WHAT NEEDS TO BE DONE: Rewrite the items from the line with "Plain rules. Mark every instance of the metal ladder" through the line with "x=151 y=149", changing "sneaker" to "running shoe" and keeping everything else the same. Give back only those lines.

-- Begin MATERIAL SHOWN --

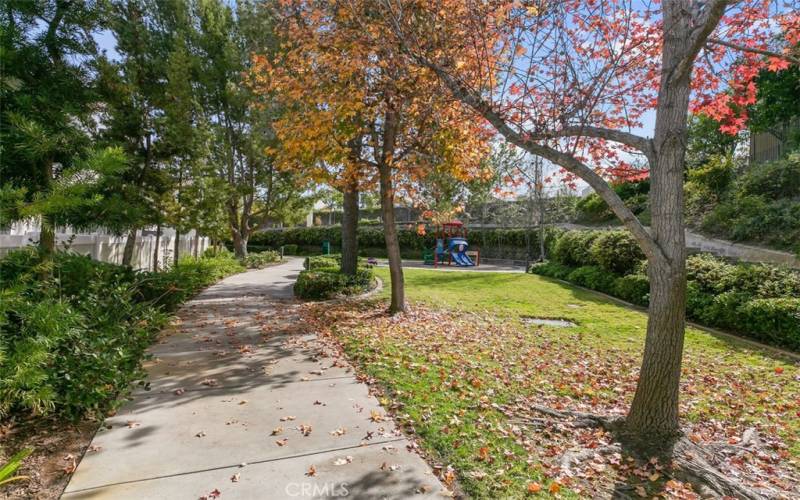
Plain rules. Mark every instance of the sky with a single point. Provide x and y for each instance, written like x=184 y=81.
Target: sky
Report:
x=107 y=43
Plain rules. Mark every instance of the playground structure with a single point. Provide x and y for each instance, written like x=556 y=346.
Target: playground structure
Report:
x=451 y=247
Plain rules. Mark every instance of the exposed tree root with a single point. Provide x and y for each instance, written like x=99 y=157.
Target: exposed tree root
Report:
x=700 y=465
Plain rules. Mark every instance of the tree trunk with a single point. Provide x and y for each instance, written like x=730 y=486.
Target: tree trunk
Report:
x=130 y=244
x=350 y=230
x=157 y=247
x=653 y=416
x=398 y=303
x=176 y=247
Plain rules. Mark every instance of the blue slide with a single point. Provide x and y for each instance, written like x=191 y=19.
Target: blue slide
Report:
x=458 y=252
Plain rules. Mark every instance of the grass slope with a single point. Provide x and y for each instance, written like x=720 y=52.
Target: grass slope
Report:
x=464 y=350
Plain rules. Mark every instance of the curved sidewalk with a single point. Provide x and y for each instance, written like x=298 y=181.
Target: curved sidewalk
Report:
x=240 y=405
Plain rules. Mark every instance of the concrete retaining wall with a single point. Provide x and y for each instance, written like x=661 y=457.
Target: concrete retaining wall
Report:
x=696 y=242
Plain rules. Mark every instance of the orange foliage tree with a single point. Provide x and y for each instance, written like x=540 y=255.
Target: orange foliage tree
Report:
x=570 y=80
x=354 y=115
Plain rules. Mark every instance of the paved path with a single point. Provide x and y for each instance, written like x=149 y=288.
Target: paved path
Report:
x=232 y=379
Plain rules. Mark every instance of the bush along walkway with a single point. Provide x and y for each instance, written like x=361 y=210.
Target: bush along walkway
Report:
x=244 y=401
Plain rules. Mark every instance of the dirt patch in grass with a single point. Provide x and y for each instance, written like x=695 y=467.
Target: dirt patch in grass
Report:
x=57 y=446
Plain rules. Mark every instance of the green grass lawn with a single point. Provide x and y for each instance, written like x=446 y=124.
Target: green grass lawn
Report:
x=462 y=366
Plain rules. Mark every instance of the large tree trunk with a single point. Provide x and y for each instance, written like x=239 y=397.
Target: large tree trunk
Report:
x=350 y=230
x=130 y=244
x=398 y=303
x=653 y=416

-- End MATERIAL SHOWN --
-- Begin MATERIAL SHOWN --

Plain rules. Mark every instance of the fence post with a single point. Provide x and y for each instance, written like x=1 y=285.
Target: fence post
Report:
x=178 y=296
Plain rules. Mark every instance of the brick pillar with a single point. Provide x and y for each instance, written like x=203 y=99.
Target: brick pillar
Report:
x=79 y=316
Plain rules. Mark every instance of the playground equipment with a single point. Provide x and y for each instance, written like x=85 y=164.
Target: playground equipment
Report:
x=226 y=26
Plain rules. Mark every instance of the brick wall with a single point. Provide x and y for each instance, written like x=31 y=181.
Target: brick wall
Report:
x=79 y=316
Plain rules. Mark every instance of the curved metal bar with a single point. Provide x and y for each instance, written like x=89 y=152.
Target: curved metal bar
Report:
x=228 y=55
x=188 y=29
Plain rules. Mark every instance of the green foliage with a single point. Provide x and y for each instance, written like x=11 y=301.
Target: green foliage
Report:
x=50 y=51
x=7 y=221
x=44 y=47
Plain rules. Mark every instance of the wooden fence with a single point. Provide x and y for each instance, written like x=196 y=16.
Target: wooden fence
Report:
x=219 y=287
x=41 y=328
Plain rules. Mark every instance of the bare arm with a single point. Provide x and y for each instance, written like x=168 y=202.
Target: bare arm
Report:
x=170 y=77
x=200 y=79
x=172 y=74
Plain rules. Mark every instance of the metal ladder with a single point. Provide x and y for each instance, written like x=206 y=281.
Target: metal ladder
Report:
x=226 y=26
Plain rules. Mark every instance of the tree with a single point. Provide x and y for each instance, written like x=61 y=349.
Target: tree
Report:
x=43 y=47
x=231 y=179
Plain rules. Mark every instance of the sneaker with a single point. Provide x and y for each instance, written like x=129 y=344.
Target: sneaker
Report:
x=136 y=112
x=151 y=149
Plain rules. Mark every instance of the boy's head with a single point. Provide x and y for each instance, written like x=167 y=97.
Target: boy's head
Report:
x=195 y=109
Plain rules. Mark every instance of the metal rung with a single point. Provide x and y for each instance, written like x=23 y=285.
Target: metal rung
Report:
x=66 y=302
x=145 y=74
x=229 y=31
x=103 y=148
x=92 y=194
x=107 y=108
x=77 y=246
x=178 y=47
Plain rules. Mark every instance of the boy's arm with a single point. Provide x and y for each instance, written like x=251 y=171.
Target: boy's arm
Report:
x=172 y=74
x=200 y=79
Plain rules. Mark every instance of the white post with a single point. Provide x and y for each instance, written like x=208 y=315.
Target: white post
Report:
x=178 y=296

-- End MATERIAL SHOWN --

ANSWER TO THIS EXERCISE:
Plain rules. Mark every instance of the metal ladder with a single point. Provide x and y for each instance, written like x=206 y=281.
Target: metal ladder
Report:
x=226 y=26
Plain rules. Mark every instance of the tree with a single point. Provide x and y for each instance, written like x=61 y=349.
Target: tree
Report:
x=43 y=47
x=231 y=179
Plain rules. Mark every instance of the running shoe with a single point. Provide x and y for each instance, written like x=129 y=344.
Target: running shoe
Report:
x=136 y=112
x=151 y=149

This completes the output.